◆ **PARTS OF THE EXERCISE**:
**A)** In the Shingoose biography, how did he come to grow up in Steinbach? Answer in one to three sentences.
**B)** Continue the Shingoose biography from its final sentence.

◆ **EXTRACTED TEXT**:

==*==

- Born: 26 October 1946 Winnipeg, Manitoba
- Died: January 12, 2021 (aged 74) Winnipeg, Manitoba
- Genres: Folk
- Years active: 1961–2012

= Shingoose =

Canadian folk musician (1946–2021)

Curtis Jonnie (26 October 1946 – 12 January 2021), better known by his stage name Shingoose, was an Ojibwe singer and songwriter from Canada. He played in Roy Buchanan's band during the early part of his career. He also recorded with Bruce Cockburn in his first album, Native Country. Shingoose was inducted into the Manitoba Music Hall of Fame in 2012.

==Early life==
Shingoose was born in Winnipeg, Manitoba, on 26 October 1946. He was a member of the Roseau River Anishinabe First Nation. At the age of four, he was adopted by a Mennonite family in Steinbach as part of the Sixties Scoop. As a child in Steinbach, he grew up with Patrick Friesen, who later became a notable poet. He began singing in church choirs, and joined the Nebraska-based Boystown Concert Choir after moving to the United States at age 15. In the late 1960s and 1970s, he performed with several rock and rhythm and blues bands in Washington, D.C., and New York City, including a stint in Roy Buchanan's band.

==*==

◆ **THE DATA**:

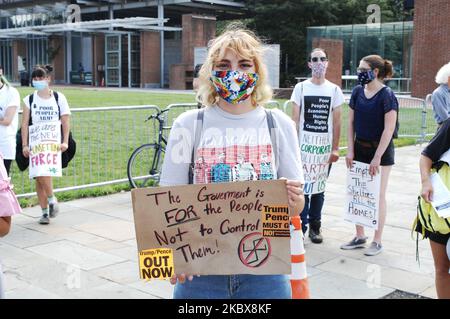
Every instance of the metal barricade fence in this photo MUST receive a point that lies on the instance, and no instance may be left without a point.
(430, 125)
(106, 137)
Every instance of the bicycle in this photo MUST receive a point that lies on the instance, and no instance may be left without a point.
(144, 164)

==*==

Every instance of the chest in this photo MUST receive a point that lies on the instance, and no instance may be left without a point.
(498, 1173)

==*==

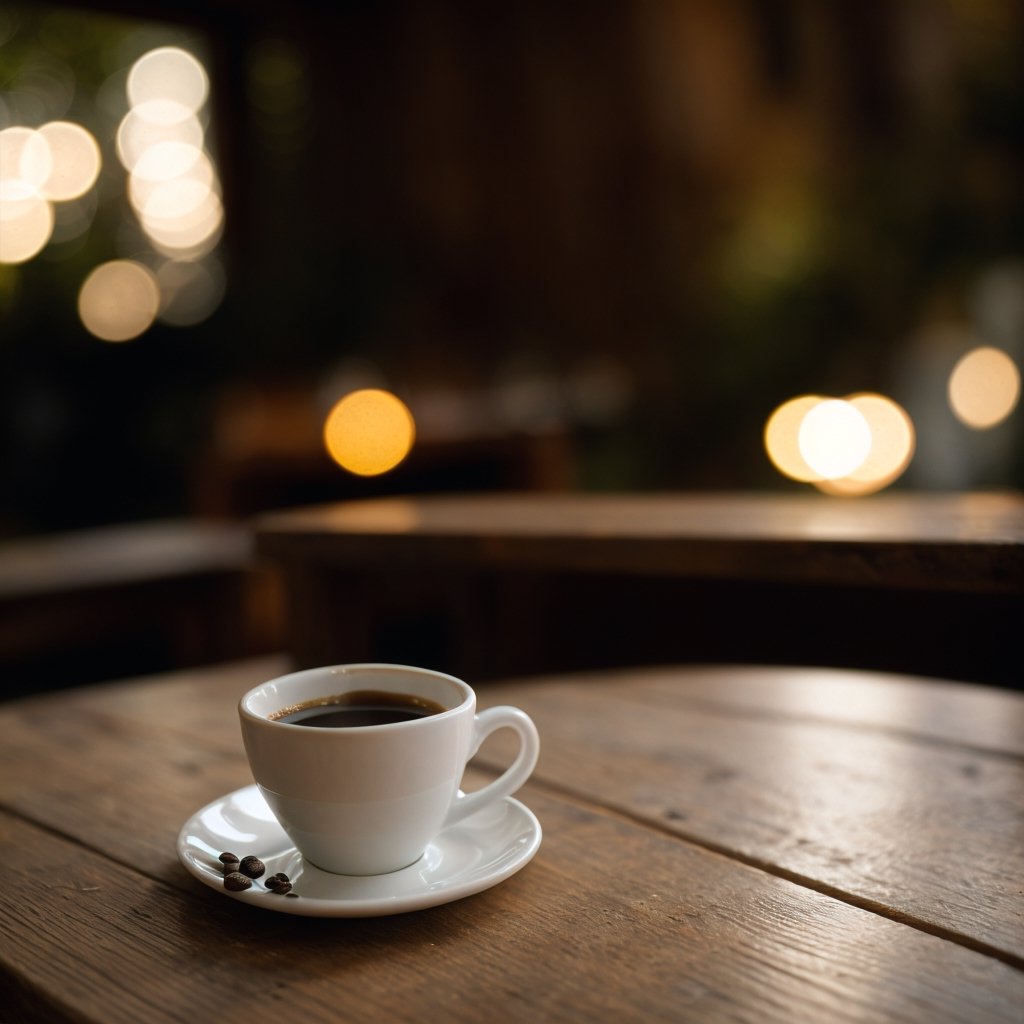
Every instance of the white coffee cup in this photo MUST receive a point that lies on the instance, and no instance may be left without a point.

==*==

◆ **TASK RESULTS**:
**A)** At the age of four, Shingoose was adopted by a Mennonite family in Steinbach. The adoption was part of the Sixties Scoop.

**B)**
==Career==
Shingoose returned to Winnipeg in 1973. Inspired by the contemporaneous American Indian Movement, he began performing as a singer-songwriter, adopting his great-grandfather's name. His first recording, Native Country in 1975, featured contributions from Bruce Cockburn. That album was the only one released on the Indigenous record label founded by him named "Native Country". Even though the label existed only for a brief period of time, Shingoose was described as a "visionary ahead of his time" for having created it. In that same decade, he signed a songwriting deal with Glen Campbell for five years. The partnership eventually folded when Campbell changed his musical focus. Shingoose also toured extensively across Canada, performing shows in clubs and university campuses and on the folk festival circuit. His second album, Ballad of Norval, was released in 1979.

In the early 1980s, Shingoose collaborated with Don Marks and Bill Britain on the First Nations musical play InDEO, in which he starred. He and Marks later cofounded Native Multimedia Productions, a television production company which created the First Nations current affairs program Full Circle, later retitled First Nations Magazine, for CKND-TV, and the 1989 television special Indian Time for CTV. He was the host of the former program, and was one of the performers in the latter. He was also a correspondent on First Nations issues for CTV's Canada AM.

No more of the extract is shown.